# Comparing the M68C to the FL-18



## Gutz (Mar 22, 2006)

Now stop being so wishy-washy or we'll have to take your man card away![/quote]

OK, OK, OK...I'll keep the M68c. I'm just having a little pre-, post-Vex depression. I am kind of excited to check the delivery date today, right after I workout, pound a few beers, watch some sports, and buy some chew :lol:.


----------



## sfw1960 (Apr 7, 2002)

If you got notification it shipped , you should have it tomorrow or FRI - unless UPS is all crippled up from the WX!
:lol:



G'Luck & Enjoy!!!

*R*


----------



## Gutz (Mar 22, 2006)

Does the M68c have any interefernce rejection? I see some people implying there are ways to do it but no actual rejection function. Is it a common problem?


----------



## zx10r2004 (Sep 24, 2005)

Gutz said:


> *Does the M68c have any interefernce rejection?* I see some people implying there are ways to do it but no actual rejection function. Is it a common problem?


 yep, throw it away and use your vexilar. :lol::lol::lol:j/j


----------



## zx10r2004 (Sep 24, 2005)

yes "ping speed" is a menu option. Just turn it up.


----------



## Coldwater Charters (Sep 17, 2000)

I fish right by the vexilars with my 522c and have no problems. So far fishing against the flashers or no unit at all. I am about 5 to every 3 of there fish against the flasher. The non sonar guys are almost 3 to 1. If the fishing is real good, the sonar doesn't matter. It seems to make a big difference when fishing toughens up to have the sonar. Also, I have much more patience then I did before using sonar. 

IMO, using a flasher compared to a Lowrance ice machine is like rubbing sticks together rather then using a bic lighter. The stick works,,but why deal with it.


----------



## zx10r2004 (Sep 24, 2005)

Coldwater Charters said:


> I fish right by the vexilars with my 522c and have no problems. So far fishing against the flashers or no unit at all. I am about 5 to every 3 of there fish against the flasher. The non sonar guys are almost 3 to 1. If the fishing is real good, the sonar doesn't matter. It seems to make a big difference when fishing toughens up to have the sonar. Also, I have much more patience then I did before using sonar.
> 
> IMO, using a flasher compared to a Lowrance ice machine is like rubbing sticks together rather then using a bic lighter. The stick works,,but why deal with it.

DATA PROVIDED
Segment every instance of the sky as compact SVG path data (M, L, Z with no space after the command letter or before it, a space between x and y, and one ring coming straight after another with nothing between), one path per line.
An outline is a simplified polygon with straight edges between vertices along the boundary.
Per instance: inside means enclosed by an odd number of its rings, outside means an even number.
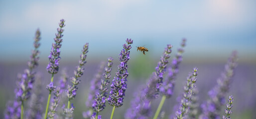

REQUIRED ACTIONS
1. Do these statements agree with the M68C thread? (a) Coldwater Charters fishes with a 522c. (b) zx10r2004 says ping speed is set with a button on the transducer. (c) Gutz decides to keep the M68c. Answer yes or no for each, and quote the deciding words.
2. In the M68C thread, when does sfw1960 say Gutz should have the shipment once notified that it shipped?
3. What does Gutz say he will do before checking the delivery date in the M68C thread? List every activity.
None of the data is needed here.

SOLUTIONS IN ORDER
1.
(a) Yes: "I fish right by the vexilars with my 522c and have no problems."
(b) No: "yes "ping speed" is a menu option."
(c) Yes: "OK, OK, OK...I'll keep the M68c."

2. Tomorrow or Friday, unless UPS is crippled up from the weather.

3.
- Work out
- Pound a few beers
- Watch some sports
- Buy some chew